#### Action item:
Nothing is to be altered; the data must be repeated exactly.
─── Material supplied
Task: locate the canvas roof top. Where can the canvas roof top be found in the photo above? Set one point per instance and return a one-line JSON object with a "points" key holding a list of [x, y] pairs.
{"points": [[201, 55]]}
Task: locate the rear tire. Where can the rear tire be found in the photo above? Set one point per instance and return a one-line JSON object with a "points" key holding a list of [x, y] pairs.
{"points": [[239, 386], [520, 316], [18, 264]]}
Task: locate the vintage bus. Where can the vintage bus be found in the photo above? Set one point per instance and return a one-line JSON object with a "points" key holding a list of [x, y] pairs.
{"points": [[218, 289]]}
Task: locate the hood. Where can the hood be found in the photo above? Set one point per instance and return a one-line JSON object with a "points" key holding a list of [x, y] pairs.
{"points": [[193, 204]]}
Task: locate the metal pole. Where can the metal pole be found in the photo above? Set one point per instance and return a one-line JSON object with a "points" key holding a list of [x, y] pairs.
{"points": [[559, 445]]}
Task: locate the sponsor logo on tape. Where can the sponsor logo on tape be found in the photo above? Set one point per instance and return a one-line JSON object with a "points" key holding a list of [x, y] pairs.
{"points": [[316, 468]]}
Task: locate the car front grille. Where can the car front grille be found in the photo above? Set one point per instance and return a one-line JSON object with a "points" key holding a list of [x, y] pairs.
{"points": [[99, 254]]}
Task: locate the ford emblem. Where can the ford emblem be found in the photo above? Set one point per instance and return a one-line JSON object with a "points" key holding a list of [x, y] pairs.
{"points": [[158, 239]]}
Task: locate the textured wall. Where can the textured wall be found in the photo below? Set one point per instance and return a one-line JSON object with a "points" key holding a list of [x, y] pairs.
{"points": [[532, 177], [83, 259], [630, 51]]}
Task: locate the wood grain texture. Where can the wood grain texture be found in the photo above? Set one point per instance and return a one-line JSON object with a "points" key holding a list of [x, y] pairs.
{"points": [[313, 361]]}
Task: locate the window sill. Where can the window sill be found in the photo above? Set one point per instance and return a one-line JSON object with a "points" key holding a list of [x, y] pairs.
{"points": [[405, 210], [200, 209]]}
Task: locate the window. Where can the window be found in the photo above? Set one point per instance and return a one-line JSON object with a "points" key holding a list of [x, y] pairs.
──────
#### Answer:
Task: locate the canvas roof top. Where can the canvas roof top be found in the photo above? Set one point per instance and return a one-line JSON object with a "points" key holding a list of [x, y] pairs.
{"points": [[201, 55]]}
Task: locate the rear tire. Where can the rear tire be found in the photo above? Set one point per instance and return a one-line JSON object with a "points" key holding a list of [x, y] pairs.
{"points": [[239, 386], [520, 316], [18, 264]]}
Task: locate the vintage bus. Where can the vintage bus be found in the photo above? Set one point per instance and return a one-line JSON object with a "points" key holding a list of [x, y] pairs.
{"points": [[218, 289]]}
Task: locate the hood. Where can the hood be found in the photo above? Set one point per instance and return a one-line JSON object with a "points" key holding a list of [x, y] pairs.
{"points": [[193, 204]]}
Task: locate the metal pole. Where can the metal pole be found in the photo above? Set one point per instance and return a one-line JSON object with a "points" key holding a list of [x, y] pairs.
{"points": [[559, 445]]}
Task: locate the sponsor logo on tape. Where can the sponsor logo on tape be found in the photo above? Set one point per instance and return a one-line JSON object with a "points" key holding a list of [x, y] pairs.
{"points": [[316, 468]]}
Task: locate the car front grille. Where can the car front grille be found in the photo above? Set one point per instance and return a one-line JSON object with a "points" key holding a list of [x, y] pairs.
{"points": [[99, 254]]}
Task: locate the ford emblem. Where can the ford emblem be found in the photo above? Set one point per instance and return a one-line JSON object with a "points" key holding a list of [x, y] pairs.
{"points": [[158, 239]]}
Task: locate the textured wall. Where can the textured wall be found in the photo below? Set one point per instance and return a one-line JSON object with a "points" key holding a list of [x, y] pairs.
{"points": [[532, 177], [83, 259], [630, 51]]}
Task: locate the wood grain texture. Where can the wood grain texture be found in the photo above? Set one point per instance and return a one-line JSON object with a "points" key holding a list of [x, y] pairs.
{"points": [[313, 361]]}
Task: locate the window sill. Where can the window sill be found in the photo above? Set one point per instance and return a one-line JSON object with a "points" key holding a list of [x, y] pairs.
{"points": [[405, 210], [200, 209]]}
Task: locate the window. Where can the window be found in the photo above? Set one point per instance and return a one-line JSON object with a "points" key holding a list of [x, y] pairs.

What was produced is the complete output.